[Start Dataset rows]

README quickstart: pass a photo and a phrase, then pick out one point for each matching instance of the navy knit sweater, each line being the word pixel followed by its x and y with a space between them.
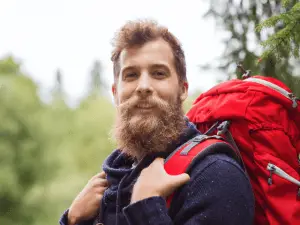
pixel 219 192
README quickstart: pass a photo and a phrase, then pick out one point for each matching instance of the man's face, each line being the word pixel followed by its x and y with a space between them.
pixel 147 78
pixel 149 99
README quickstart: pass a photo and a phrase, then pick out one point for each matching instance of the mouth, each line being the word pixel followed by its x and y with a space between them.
pixel 145 107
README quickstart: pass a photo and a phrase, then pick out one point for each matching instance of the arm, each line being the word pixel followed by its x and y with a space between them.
pixel 87 203
pixel 64 220
pixel 218 193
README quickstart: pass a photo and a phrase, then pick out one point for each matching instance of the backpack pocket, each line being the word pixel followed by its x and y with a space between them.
pixel 280 187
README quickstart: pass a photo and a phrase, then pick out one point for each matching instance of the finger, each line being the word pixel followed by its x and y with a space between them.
pixel 100 190
pixel 102 174
pixel 158 161
pixel 100 182
pixel 179 180
pixel 99 175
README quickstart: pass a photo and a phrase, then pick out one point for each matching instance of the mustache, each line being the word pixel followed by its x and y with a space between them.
pixel 135 101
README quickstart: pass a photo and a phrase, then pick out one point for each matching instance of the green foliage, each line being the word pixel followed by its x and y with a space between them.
pixel 23 161
pixel 288 37
pixel 47 151
pixel 242 44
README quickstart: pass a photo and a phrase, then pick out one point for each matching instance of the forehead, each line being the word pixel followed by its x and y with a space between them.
pixel 153 52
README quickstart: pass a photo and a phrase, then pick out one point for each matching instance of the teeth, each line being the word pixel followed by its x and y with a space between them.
pixel 145 106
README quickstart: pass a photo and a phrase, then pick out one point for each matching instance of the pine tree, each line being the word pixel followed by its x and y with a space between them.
pixel 240 19
pixel 96 85
pixel 288 37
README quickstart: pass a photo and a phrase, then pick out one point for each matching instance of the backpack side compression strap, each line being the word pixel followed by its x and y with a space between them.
pixel 190 153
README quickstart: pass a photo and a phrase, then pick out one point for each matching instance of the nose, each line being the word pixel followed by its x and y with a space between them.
pixel 144 87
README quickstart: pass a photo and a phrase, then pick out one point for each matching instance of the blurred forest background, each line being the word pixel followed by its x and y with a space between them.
pixel 49 150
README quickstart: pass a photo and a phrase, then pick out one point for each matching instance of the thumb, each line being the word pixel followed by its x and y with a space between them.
pixel 179 180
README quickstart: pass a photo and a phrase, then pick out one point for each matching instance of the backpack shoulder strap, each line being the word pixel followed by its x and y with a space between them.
pixel 191 152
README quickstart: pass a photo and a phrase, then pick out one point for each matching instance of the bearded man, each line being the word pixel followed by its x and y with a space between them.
pixel 149 88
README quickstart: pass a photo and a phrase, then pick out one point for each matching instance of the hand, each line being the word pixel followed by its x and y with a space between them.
pixel 87 203
pixel 154 181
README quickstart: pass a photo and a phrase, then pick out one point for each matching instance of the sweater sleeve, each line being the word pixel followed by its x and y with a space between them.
pixel 219 192
pixel 64 220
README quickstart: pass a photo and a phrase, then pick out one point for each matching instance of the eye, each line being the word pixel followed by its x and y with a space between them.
pixel 159 73
pixel 131 75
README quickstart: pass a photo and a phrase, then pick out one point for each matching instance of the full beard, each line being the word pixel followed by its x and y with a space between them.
pixel 140 135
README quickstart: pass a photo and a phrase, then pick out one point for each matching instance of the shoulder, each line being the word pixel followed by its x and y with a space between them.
pixel 217 163
pixel 223 170
pixel 219 189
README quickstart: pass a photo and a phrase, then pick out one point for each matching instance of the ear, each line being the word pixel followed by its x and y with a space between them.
pixel 184 90
pixel 114 92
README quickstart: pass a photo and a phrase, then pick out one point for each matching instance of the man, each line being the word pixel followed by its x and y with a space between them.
pixel 149 88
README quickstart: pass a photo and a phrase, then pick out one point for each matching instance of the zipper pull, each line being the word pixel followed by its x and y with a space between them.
pixel 294 100
pixel 271 168
pixel 270 181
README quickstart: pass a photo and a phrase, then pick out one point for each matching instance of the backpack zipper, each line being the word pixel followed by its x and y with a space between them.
pixel 281 173
pixel 275 87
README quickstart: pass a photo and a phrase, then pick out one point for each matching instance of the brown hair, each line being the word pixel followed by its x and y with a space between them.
pixel 139 32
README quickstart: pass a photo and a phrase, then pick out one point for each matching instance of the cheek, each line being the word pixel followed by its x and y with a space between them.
pixel 124 92
pixel 169 93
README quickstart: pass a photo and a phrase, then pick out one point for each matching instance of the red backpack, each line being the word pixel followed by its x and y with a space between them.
pixel 256 119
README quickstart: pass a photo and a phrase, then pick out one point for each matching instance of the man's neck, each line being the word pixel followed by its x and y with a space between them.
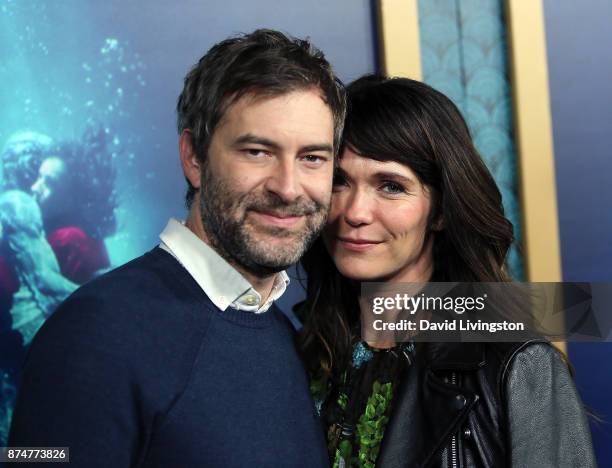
pixel 262 284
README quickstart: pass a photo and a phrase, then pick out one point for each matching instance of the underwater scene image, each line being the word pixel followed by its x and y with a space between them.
pixel 79 181
pixel 89 168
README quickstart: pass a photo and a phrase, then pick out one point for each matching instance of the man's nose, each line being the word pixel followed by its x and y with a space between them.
pixel 284 181
pixel 357 209
pixel 36 187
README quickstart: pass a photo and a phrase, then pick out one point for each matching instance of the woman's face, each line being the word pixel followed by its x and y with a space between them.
pixel 377 224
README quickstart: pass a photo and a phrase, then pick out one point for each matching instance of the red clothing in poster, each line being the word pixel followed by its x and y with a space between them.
pixel 79 256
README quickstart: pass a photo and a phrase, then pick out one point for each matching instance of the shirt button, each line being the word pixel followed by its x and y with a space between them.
pixel 250 300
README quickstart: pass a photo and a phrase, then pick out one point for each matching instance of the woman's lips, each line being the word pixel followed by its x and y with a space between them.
pixel 357 245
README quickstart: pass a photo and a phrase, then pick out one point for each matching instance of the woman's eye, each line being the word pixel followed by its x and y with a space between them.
pixel 393 188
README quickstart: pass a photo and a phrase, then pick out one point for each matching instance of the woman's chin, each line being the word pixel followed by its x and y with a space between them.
pixel 355 271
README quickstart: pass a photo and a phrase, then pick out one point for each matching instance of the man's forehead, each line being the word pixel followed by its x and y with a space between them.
pixel 301 113
pixel 236 104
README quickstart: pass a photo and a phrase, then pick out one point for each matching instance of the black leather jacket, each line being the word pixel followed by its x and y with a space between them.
pixel 487 405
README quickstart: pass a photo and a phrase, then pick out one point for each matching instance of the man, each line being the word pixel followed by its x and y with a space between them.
pixel 178 358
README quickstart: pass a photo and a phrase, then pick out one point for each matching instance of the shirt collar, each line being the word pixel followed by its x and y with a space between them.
pixel 221 282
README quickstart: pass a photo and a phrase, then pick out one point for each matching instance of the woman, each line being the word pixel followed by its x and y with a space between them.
pixel 414 202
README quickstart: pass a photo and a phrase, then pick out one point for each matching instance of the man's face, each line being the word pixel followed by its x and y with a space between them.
pixel 266 184
pixel 50 188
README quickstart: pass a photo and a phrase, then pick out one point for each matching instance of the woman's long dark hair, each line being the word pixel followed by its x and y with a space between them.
pixel 402 120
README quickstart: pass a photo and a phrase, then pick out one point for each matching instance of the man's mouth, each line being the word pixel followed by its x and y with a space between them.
pixel 278 218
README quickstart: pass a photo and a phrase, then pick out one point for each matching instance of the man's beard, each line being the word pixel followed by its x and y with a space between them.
pixel 224 217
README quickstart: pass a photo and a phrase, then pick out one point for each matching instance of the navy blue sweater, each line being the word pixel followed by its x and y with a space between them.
pixel 139 368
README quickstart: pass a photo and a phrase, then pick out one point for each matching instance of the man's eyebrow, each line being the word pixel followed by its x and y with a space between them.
pixel 321 147
pixel 254 139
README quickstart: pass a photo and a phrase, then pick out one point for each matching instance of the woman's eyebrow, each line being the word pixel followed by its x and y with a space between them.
pixel 394 175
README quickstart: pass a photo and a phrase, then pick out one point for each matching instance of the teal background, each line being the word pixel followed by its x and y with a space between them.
pixel 464 55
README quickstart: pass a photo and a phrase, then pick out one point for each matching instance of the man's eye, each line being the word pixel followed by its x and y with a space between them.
pixel 339 180
pixel 392 188
pixel 255 152
pixel 313 159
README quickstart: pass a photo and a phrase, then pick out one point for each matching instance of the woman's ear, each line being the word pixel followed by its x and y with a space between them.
pixel 438 224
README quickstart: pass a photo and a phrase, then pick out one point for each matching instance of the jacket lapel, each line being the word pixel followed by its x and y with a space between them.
pixel 428 409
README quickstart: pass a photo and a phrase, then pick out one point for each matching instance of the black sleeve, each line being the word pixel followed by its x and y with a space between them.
pixel 548 426
pixel 77 390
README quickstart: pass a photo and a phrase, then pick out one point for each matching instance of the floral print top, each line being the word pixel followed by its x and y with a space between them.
pixel 356 409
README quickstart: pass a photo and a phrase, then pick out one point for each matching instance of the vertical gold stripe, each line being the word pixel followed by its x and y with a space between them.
pixel 529 81
pixel 400 49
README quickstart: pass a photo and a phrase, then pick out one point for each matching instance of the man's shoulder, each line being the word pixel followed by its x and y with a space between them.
pixel 139 301
pixel 153 275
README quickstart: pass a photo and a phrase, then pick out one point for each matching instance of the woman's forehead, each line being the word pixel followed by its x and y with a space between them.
pixel 352 162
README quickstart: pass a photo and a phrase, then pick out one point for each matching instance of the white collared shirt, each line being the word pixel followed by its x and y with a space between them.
pixel 218 279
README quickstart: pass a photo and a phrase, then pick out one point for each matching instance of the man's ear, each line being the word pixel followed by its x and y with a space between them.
pixel 438 224
pixel 189 160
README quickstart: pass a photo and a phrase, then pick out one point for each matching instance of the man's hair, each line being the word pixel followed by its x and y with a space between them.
pixel 263 63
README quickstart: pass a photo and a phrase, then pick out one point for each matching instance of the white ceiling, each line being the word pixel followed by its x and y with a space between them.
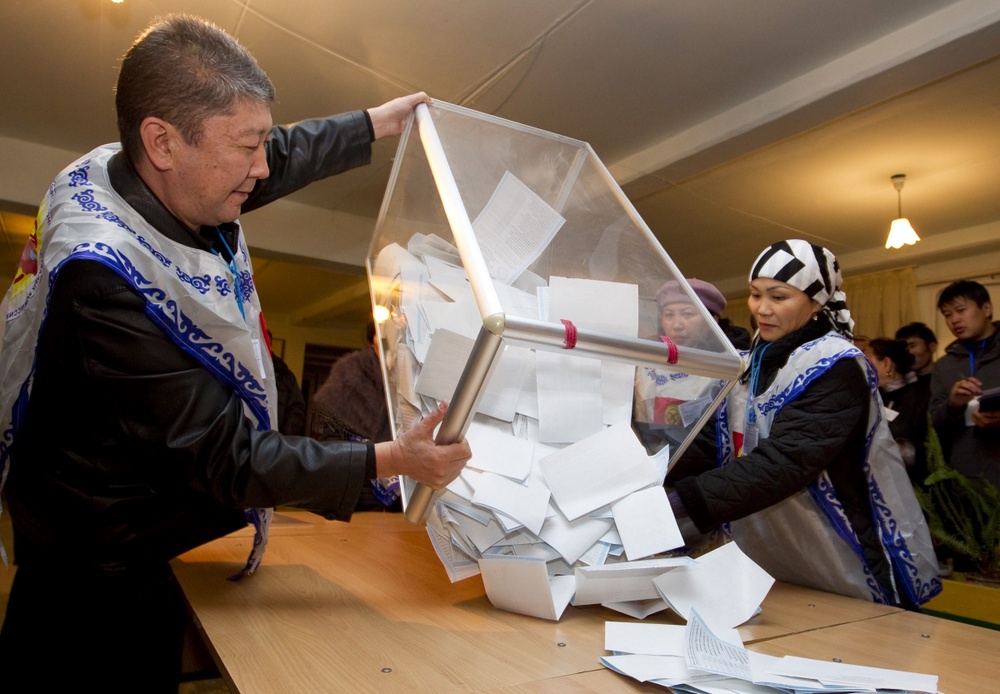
pixel 729 123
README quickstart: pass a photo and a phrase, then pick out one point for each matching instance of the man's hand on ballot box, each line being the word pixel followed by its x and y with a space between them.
pixel 416 455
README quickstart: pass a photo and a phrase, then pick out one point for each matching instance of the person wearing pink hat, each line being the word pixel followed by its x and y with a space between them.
pixel 667 404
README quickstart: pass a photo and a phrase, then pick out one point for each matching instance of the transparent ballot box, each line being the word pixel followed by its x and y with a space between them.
pixel 522 287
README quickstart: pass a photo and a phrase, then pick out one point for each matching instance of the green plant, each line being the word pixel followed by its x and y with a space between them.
pixel 963 514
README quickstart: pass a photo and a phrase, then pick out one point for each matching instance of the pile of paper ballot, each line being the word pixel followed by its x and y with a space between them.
pixel 552 519
pixel 699 659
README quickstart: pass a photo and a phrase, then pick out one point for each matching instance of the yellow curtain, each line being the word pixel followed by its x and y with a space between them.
pixel 880 303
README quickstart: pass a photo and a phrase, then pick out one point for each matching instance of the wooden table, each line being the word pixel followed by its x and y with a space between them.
pixel 367 606
pixel 965 658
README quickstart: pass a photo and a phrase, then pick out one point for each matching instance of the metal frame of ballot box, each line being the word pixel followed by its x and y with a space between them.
pixel 570 160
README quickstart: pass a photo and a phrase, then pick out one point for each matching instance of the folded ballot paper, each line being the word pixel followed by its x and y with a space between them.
pixel 703 658
pixel 521 288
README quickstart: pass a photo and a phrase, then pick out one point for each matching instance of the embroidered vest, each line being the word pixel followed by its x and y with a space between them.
pixel 190 294
pixel 792 540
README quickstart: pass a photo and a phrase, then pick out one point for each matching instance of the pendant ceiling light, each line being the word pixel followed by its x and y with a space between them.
pixel 900 233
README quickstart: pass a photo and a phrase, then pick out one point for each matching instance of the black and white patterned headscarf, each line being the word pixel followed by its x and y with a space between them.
pixel 811 269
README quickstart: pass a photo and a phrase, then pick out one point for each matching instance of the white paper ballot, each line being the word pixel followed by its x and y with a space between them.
pixel 598 470
pixel 499 452
pixel 525 503
pixel 654 639
pixel 523 585
pixel 624 581
pixel 514 228
pixel 646 523
pixel 725 586
pixel 608 307
pixel 570 404
pixel 572 538
pixel 443 367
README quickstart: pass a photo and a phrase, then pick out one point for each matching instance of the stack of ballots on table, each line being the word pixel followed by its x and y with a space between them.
pixel 702 658
pixel 521 288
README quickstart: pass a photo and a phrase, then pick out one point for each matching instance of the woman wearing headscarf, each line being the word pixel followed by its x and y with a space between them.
pixel 668 403
pixel 805 472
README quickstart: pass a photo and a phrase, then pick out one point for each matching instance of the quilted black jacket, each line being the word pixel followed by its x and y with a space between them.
pixel 822 429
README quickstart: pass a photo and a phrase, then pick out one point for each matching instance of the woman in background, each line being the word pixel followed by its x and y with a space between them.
pixel 803 468
pixel 905 400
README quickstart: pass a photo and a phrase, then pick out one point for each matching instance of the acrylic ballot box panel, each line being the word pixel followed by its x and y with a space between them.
pixel 522 288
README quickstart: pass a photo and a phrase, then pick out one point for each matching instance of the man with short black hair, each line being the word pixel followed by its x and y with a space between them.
pixel 971 364
pixel 136 387
pixel 921 342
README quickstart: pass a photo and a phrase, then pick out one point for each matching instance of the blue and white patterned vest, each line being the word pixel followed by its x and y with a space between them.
pixel 190 294
pixel 792 540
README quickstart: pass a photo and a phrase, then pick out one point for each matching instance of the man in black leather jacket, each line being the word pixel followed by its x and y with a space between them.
pixel 129 450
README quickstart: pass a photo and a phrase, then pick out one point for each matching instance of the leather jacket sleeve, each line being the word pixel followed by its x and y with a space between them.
pixel 130 450
pixel 310 150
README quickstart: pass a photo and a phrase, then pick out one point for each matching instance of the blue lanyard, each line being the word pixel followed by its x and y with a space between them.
pixel 237 288
pixel 972 357
pixel 756 359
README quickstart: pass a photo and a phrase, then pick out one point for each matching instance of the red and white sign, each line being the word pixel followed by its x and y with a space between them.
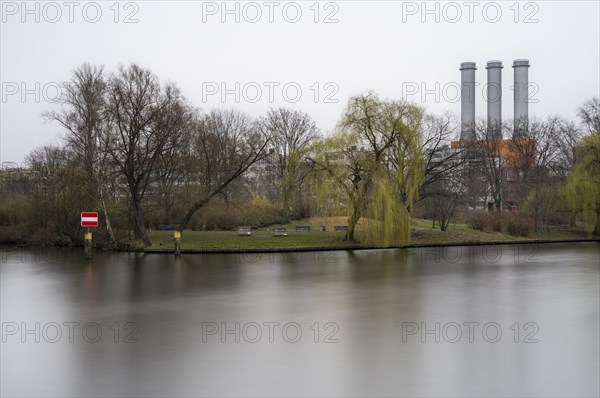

[End Dataset rows]

#### Short problem
Pull out every line of the entries above that contains the string "vest", matching case exactly.

#### Response for this exercise
README quickstart: pass a photo and a phrase, then pick out one point for each matching instance of the embroidered vest, each line being the word pixel followed by its x and y with a space between them.
README quickstart: pass a photo and a phrase, then pick out one point for each matching instance of the blue and white patterned vest, each line being the word pixel followed by its x and y with a space between them.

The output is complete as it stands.